**Source data**

——————————

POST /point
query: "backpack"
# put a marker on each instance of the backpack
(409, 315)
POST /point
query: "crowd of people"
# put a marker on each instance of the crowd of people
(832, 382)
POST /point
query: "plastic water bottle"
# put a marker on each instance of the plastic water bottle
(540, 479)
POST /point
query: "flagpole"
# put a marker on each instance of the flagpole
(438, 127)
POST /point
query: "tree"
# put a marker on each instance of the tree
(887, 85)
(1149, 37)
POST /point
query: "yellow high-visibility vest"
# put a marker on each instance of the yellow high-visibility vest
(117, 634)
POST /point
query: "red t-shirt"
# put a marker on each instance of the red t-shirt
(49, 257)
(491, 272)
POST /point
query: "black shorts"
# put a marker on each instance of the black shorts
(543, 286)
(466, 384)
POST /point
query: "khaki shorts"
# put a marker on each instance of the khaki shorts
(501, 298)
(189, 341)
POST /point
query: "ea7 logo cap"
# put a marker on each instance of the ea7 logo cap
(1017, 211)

——————————

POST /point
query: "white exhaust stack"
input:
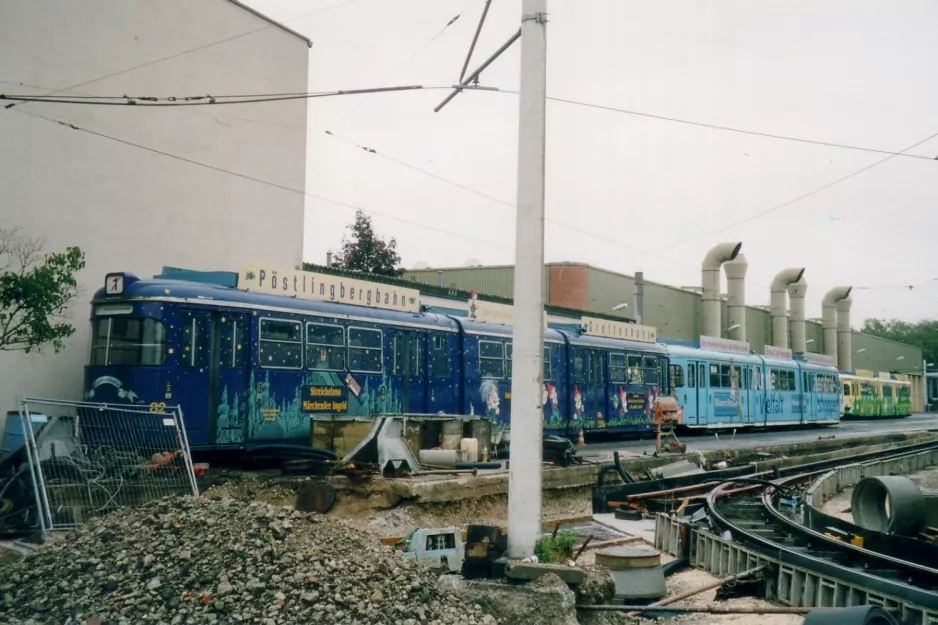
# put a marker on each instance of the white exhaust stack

——————————

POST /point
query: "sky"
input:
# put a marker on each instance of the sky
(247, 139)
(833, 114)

——————————

**Aim of the exercise**
Pull out every line of the listing above that contains the word "exhaust", treating upper and lower case as different.

**Result of this exercise**
query: "white exhaust stack"
# put a marker on each instance of the white exhaust stack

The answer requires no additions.